▸ **TASK PROMPT**: Exact wording is required: transcribe all the entries and leave the images out.

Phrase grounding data
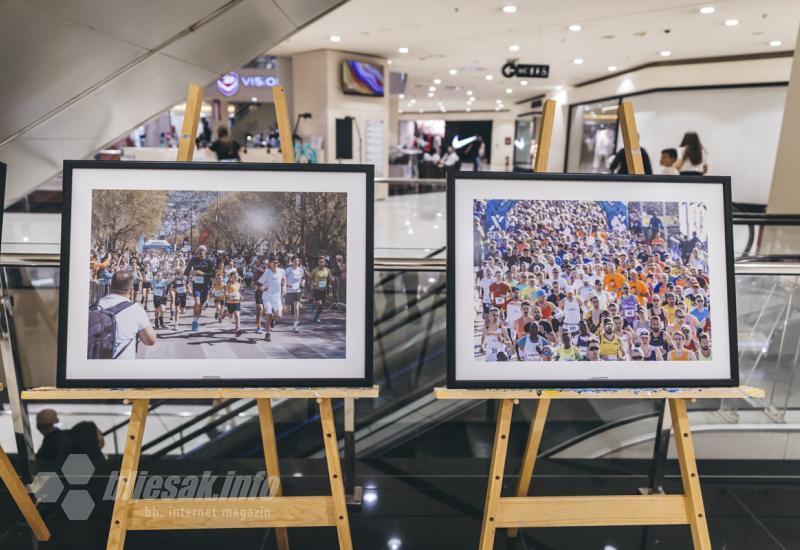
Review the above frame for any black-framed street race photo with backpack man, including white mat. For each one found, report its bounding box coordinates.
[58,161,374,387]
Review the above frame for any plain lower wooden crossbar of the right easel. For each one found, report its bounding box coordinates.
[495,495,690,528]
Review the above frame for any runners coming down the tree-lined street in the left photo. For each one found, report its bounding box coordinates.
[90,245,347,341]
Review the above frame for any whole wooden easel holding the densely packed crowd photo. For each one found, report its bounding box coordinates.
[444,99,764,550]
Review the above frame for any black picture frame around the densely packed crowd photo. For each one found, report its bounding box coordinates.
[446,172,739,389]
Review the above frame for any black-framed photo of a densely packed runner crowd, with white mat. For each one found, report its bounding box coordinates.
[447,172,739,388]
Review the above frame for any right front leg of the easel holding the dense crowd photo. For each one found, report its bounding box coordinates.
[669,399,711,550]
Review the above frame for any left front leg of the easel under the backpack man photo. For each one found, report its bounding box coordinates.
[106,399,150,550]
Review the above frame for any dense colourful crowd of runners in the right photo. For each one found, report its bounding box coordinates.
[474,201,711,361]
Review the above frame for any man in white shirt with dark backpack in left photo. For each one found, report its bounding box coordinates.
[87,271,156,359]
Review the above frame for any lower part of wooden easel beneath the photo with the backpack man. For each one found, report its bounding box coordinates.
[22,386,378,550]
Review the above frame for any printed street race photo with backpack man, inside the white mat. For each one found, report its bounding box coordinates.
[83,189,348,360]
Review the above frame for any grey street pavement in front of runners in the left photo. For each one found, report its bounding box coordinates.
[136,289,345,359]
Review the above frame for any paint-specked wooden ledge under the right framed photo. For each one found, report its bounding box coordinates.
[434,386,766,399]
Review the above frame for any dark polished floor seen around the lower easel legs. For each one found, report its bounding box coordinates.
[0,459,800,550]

▸ **EXPECTED ANSWER**:
Review the above frame for any black-framed street race photo with backpack man, including white mat. For each one found, report its bounding box coordinates.
[58,161,374,387]
Review the above frame for any plain lower wooden crossbar of the right easel. For each one found, report its bounding box coordinates.
[495,495,690,528]
Review the above frame for any runners coming down the tree-lined street in the left photo. For each one found, report its bounding box coordinates.
[90,245,347,341]
Review the above frame for any whole wooden easel holding the densely packed crowd photo. For each one found, report its bounding box coordinates.
[444,99,764,550]
Review the above frame for any black picture frame around the densely packed crowd photo. For each one found, report its bounding box coordinates.
[446,172,739,389]
Review the above frame for any black-framed photo of a densely packed runner crowd, with white mat. For each one found, report its bounding box coordinates.
[447,172,739,388]
Review the above frame for any right front leg of the easel holding the dense crowd photo. For each one found, report its bounding box coordinates.
[669,399,711,550]
Review the above frame for any left front leg of the easel under the backpack man photo. For each one found, report its bounding box coordinates.
[106,399,150,550]
Review the above frame for any dense colourful crowd of runners in the right photo. For each one found, report its bounding box coordinates.
[474,201,711,361]
Review the above frame for any man in white shirt with dark backpack in left photo. For each one found, report its bounding box coordinates.
[87,271,156,359]
Review the above frame for any lower part of wooden easel beneath the photo with the backpack man. For each one found, report its bounding box coordinates.
[22,386,378,550]
Review the above frame for any printed street race photo with backpack man, inside the white mat. For each one found, report its bounding box coordinates.
[83,189,348,360]
Review the above frame for any grey street pavement in front of runners in the left photo. For each one found, report its bounding box coordinates.
[136,289,345,359]
Review the above frame for any paint-specked wooden ledge under the right framed photo. For each one found, report its bounding box coordinates.
[434,386,766,399]
Review the above frame for any dark polished floor seen around the lower easel legs. For each one found, report its bounding box coordinates.
[0,459,800,550]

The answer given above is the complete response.